### WORK TO BE COMPLETED
Rewrite all of the entries below, changing "Identify" to "Locate" and leaving every other word untouched.

### EXTRACTED ENTRIES
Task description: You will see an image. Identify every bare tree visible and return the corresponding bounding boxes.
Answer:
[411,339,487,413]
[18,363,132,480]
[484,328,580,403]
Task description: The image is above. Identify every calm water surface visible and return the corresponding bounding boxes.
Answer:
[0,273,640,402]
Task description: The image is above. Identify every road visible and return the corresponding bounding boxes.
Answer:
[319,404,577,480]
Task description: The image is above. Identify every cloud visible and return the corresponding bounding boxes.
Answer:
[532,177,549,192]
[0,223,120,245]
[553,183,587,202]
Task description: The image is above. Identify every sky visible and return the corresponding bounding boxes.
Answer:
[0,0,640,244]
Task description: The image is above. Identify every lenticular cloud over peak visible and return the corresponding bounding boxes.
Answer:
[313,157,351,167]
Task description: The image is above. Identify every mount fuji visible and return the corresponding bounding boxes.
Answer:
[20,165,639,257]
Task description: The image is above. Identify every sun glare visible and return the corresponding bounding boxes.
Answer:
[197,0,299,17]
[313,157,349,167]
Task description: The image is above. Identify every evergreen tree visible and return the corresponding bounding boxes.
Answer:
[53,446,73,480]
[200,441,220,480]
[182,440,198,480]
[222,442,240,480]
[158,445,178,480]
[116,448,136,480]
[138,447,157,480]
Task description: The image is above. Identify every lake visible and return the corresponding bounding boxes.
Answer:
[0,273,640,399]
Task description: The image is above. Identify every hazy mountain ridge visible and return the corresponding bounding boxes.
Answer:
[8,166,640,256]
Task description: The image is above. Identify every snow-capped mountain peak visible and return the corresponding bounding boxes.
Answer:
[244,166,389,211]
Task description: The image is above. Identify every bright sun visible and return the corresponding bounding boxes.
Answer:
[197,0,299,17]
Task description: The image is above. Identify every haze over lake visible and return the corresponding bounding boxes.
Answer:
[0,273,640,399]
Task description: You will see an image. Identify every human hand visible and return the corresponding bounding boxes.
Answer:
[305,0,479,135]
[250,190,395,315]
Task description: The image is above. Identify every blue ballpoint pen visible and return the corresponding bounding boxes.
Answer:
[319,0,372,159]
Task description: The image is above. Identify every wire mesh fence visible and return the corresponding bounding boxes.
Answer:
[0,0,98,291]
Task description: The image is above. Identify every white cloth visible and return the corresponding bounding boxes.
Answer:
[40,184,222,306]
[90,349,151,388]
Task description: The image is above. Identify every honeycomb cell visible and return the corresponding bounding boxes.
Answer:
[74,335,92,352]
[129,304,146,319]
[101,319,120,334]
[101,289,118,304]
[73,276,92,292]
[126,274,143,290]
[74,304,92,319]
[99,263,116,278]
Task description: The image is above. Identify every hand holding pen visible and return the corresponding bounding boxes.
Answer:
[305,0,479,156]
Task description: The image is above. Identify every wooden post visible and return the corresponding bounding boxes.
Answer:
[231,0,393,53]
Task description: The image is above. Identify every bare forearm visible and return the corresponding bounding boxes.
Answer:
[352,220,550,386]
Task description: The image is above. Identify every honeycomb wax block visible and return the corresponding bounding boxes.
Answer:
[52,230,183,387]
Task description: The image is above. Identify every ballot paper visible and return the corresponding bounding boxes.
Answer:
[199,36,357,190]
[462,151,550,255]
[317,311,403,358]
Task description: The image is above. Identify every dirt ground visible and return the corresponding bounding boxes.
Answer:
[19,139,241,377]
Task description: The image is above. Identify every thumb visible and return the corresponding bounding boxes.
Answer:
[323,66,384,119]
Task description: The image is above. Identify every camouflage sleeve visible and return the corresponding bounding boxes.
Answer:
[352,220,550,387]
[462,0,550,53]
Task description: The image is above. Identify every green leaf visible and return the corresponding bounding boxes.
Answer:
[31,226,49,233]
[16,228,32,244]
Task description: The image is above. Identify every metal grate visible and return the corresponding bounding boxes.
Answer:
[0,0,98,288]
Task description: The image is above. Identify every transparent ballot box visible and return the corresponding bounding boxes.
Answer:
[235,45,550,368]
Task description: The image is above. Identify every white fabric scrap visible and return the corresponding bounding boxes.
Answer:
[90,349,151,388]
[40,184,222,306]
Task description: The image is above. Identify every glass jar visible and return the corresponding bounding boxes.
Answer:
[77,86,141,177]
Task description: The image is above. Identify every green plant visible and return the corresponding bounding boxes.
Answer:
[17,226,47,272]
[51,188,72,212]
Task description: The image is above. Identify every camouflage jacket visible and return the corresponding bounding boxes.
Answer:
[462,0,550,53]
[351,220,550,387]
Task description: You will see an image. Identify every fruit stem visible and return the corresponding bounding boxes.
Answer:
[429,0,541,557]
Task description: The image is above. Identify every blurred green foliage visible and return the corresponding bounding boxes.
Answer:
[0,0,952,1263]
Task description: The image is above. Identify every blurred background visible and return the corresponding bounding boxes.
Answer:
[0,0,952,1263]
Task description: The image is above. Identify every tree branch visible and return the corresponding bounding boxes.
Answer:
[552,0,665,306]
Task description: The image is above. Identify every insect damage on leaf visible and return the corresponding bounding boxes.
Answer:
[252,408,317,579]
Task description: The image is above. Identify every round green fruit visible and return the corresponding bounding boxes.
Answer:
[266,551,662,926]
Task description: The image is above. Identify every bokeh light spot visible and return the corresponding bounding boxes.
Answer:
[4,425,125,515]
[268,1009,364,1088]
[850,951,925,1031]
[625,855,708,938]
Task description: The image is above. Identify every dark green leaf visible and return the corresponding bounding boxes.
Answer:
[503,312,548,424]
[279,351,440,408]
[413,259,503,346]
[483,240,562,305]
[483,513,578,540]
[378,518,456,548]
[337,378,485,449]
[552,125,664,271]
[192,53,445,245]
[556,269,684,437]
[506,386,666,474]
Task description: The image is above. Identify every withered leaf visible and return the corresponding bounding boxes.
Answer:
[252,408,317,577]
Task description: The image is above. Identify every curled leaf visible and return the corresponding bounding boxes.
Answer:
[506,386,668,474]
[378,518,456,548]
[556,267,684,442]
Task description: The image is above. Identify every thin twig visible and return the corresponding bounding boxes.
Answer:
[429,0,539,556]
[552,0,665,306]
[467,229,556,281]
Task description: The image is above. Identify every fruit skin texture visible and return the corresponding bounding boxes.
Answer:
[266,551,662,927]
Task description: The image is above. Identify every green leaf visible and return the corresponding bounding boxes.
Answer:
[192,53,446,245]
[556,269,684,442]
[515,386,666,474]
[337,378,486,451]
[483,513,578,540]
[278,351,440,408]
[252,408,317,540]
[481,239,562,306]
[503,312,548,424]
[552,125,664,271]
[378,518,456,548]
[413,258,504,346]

### SOLUTION
Task description: You will see an image. Locate every bare tree visible and return the corresponding bounding boxes.
Answer:
[411,339,487,413]
[18,363,132,480]
[484,328,580,403]
Task description: The image is above. Locate every calm water surface visible and return the corresponding bounding boxes.
Answer:
[0,273,640,402]
Task description: The image is above. Locate every road visible and return the corresponding bounding boxes.
Answer:
[319,404,577,480]
Task description: The image is above. Locate every cloud visible and return the corresponding bounding boxes.
Answer:
[532,177,549,192]
[0,223,120,245]
[553,183,587,202]
Task description: The image is above. Locate every sky visible and return the corresponding bounding boxes.
Answer:
[0,0,640,244]
Task description: The image is above. Locate every lenticular cloud over peak visible and return the corresponding bounding boxes.
Answer:
[313,157,351,167]
Task description: The image is above. Locate every mount fuji visible and return the corresponding bounding boxes.
Answer:
[20,165,639,257]
Task description: The image is above. Locate every sun glare visible and return the corresponding bounding boxes.
Answer:
[197,0,299,17]
[313,157,349,167]
Task description: The image is above. Locate every evergreen tree visible and return the corresponding bounding boxes.
Answer:
[53,446,73,480]
[200,441,220,480]
[182,440,198,480]
[222,442,240,480]
[158,445,178,480]
[116,448,136,480]
[138,447,157,480]
Task description: The image is above. Locate every lake visible and return the corresponding bounding boxes.
Answer:
[0,273,640,399]
Task description: The image is above. Locate every hazy mountain ridge visible and return the corresponding bounding boxes.
Answer:
[8,166,640,256]
Task description: The image is above. Locate every snow-capped mountain peak visible and return the corresponding bounding boxes.
Answer:
[244,166,389,211]
Task description: The image is above. Locate every bright sun visible and return the corresponding bounding boxes.
Answer:
[197,0,299,17]
Task description: The image is above. Locate every haze over lake visible and return the corresponding bounding boxes.
Answer:
[0,273,640,399]
Task description: You will see an image. Locate every human hand visible and return the corresponding bounding boxes.
Answer:
[305,0,479,135]
[250,190,395,315]
Task description: The image is above. Locate every blue ballpoint pen visible and return the corresponding bounding boxes.
Answer:
[319,0,372,159]
Task description: The image is above. Locate every wire mesh fence visible and return the corresponding bounding boxes.
Answer:
[0,0,98,291]
Task description: The image is above. Locate every white cloth visible and return the corresponding bounding boxes.
Answer:
[40,184,222,306]
[90,349,151,388]
Task description: The image is above. Locate every honeycomb cell visible and return the corresponding bounding boxes.
Answer:
[74,335,92,352]
[129,304,146,319]
[101,319,120,334]
[101,289,118,304]
[73,276,92,292]
[126,274,143,290]
[74,304,92,319]
[99,263,116,278]
Task description: The image is above. Locate every hand holding pen visible and return the corresponding bounding boxes.
Answer:
[305,0,479,156]
Task description: The image is above. Locate every wooden post visible and return the corresponding bounding boxes.
Answer:
[231,0,393,53]
Task description: The image is above. Locate every bare forearm visible and return the corresponding bounding boxes.
Answer:
[352,220,550,386]
Task description: The image is above. Locate every honeycomb wax block visible and return the corresponding bounding boxes.
Answer:
[52,230,183,387]
Task description: The image is above. Locate every ballot paper visible and return the corresponding bounding boxes.
Answer:
[199,36,357,190]
[462,151,550,255]
[317,311,403,358]
Task description: The image is above. Locate every dirt ground visible and return the corresponding bounding boxes.
Answer:
[19,139,241,377]
Task description: The image is above. Locate every thumb visible and return the corresponding bounding boxes.
Answer:
[323,66,384,119]
Task description: The image is above. Locate every camouflage sleeve visible and return the corresponding bounding boxes.
Answer:
[352,220,550,387]
[462,0,550,53]
Task description: The image is above. Locate every green leaf visible and return the corresponding bounding boxes.
Answer:
[31,226,49,233]
[16,228,32,244]
Task description: The image is above. Locate every metal grate visible and return the corresponding bounding boxes.
Answer:
[0,0,98,288]
Task description: The image is above. Locate every transparent ballot box visible and return the corresponding bounding boxes.
Answer:
[235,45,550,368]
Task description: The image is above. Locate every white fabric scrap visible and return the corresponding bounding boxes.
Answer:
[90,349,151,388]
[40,184,222,306]
Task description: The image is above. Locate every glass jar visible and return the corresponding bounding boxes.
Answer:
[77,86,141,177]
Task description: The image is above. Locate every green plant visible and return the corresponding bounding boxes.
Answer:
[17,226,47,272]
[51,188,72,212]
Task description: The image is above. Locate every camouflage jacket visible and return the corresponding bounding boxes.
Answer:
[462,0,550,53]
[351,220,550,387]
Task description: You will see an image. Locate every fruit stem visible and return the corresponding bounding boxes.
Answer:
[429,0,541,557]
Task description: The image is above. Locate every blurred green foliage visible and return the corresponding bounding boxes.
Answer:
[0,0,952,1263]
Task description: The image is above. Locate every blurred background visible and return the corresponding bounding boxes.
Answer:
[0,0,952,1263]
Task description: The image is above. Locate every tree branch visible and return the corresponding bounding boxes.
Answer:
[552,0,665,306]
Task description: The image is above. Locate every insect damage on leaf visible and return the corresponding bounding boxes.
Answer:
[252,408,317,579]
Task description: The image is above. Locate every round green fruit visible and return the corresponding bounding boxes.
Answer:
[266,551,662,926]
Task description: The image is above. Locate every bokeh light spot visible and return the corresponding bounding boxes.
Answer:
[4,425,125,515]
[268,1009,364,1088]
[850,951,925,1031]
[625,855,708,938]
Task description: The image is above. Locate every dark green leaf visible and return the corresponding bounding boxes.
Answer:
[503,312,548,424]
[279,351,440,408]
[413,259,503,346]
[483,240,562,305]
[483,513,578,540]
[378,518,456,548]
[337,378,485,449]
[552,125,664,271]
[192,53,445,245]
[556,269,684,437]
[506,386,666,474]
Task description: The image is above. Locate every withered leaf visible and return the corresponding bounding boxes.
Answer:
[252,408,317,577]
Task description: The image is above. Locate every curled leaf visible and return the corresponding bounding boxes.
Answer:
[506,386,668,474]
[378,518,456,548]
[556,267,684,442]
Task description: The image is above. Locate every thin twig visible and return the corresponding bounding boxes.
Answer:
[429,0,539,556]
[552,0,665,306]
[467,229,556,281]
Task description: The image is above. Locate every fruit skin texture visible and return the corresponding bounding boxes.
Answer:
[266,551,662,927]
Task description: The image is above. Locate every green leaf visible and return the corresponding bounding boxes.
Answer:
[192,53,446,245]
[556,269,684,442]
[515,386,666,474]
[337,378,486,451]
[483,513,578,540]
[278,351,440,408]
[252,408,317,540]
[481,239,562,306]
[503,312,548,424]
[552,125,664,271]
[378,518,456,548]
[413,258,504,346]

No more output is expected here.